Can you reproduce every one of the records below word for word, leaving nothing out and changing nothing?

Part of a data file
§

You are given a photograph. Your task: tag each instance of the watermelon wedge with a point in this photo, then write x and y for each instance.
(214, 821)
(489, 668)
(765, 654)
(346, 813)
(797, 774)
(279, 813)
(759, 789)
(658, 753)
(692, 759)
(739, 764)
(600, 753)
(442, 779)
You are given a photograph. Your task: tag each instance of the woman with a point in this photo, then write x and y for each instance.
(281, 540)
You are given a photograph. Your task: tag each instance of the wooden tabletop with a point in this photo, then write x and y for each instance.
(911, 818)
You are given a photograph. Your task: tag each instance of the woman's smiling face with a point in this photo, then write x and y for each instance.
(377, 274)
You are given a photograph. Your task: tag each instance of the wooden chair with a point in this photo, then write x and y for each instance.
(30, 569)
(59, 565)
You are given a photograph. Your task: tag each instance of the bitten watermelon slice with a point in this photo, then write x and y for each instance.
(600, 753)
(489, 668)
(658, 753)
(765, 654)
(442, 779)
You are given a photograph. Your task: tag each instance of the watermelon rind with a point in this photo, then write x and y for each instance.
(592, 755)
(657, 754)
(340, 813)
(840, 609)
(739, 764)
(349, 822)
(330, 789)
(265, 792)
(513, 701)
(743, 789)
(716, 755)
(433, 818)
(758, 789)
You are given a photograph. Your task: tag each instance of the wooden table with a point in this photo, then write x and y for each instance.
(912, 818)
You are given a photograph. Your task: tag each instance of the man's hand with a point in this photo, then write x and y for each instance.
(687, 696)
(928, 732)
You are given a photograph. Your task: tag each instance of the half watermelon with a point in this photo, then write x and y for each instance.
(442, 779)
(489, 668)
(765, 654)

§

**The output**.
You are given a photograph. Your task: tag each instance of the watermelon wedge with a point in this photo, then write x and y for each instance.
(214, 821)
(489, 668)
(765, 654)
(346, 813)
(797, 774)
(279, 813)
(759, 789)
(658, 753)
(692, 759)
(739, 764)
(600, 753)
(442, 779)
You are given a photograph. Your task: tag each instance of the woman with a point in this photo, then write x and y for each instance.
(281, 540)
You are given a photograph. Your task: tag each instance of the wooden tabletop with a point in this photo, then write x and y for each instance.
(911, 818)
You are given a photograph. Your task: tag each instance of the woman's smiling face with a point in this photo, then write x and y for each instance.
(377, 274)
You are given a photograph. Your task: tag each instance of the wooden chair with a point in this photo, then write x and y for each instance.
(30, 569)
(59, 565)
You are given a photograph. Your task: tag each instance of the bitten watermelon slice with a point in this photo, then write x and y for each instance.
(600, 753)
(489, 668)
(658, 753)
(765, 654)
(442, 779)
You are given a photograph. Your task: tag each instance of the watermelon rind with a point in this photo, then write x and y for each instance.
(592, 755)
(657, 754)
(340, 813)
(840, 609)
(739, 764)
(349, 822)
(330, 789)
(265, 792)
(513, 701)
(743, 789)
(716, 755)
(433, 818)
(758, 789)
You are given a photograph. Your task: tag each instance of the wooden table with a point in this photo, then write x and y for each instance.
(912, 818)
You are given a photograph. Your task: tag each instance of the man's hand with a point in this photo, then write x and y for each instance.
(687, 696)
(928, 732)
You are given a photograph. Your task: tag each instance of the half watermelon with a point in this photo, then write x and y for each instance.
(442, 779)
(489, 668)
(765, 654)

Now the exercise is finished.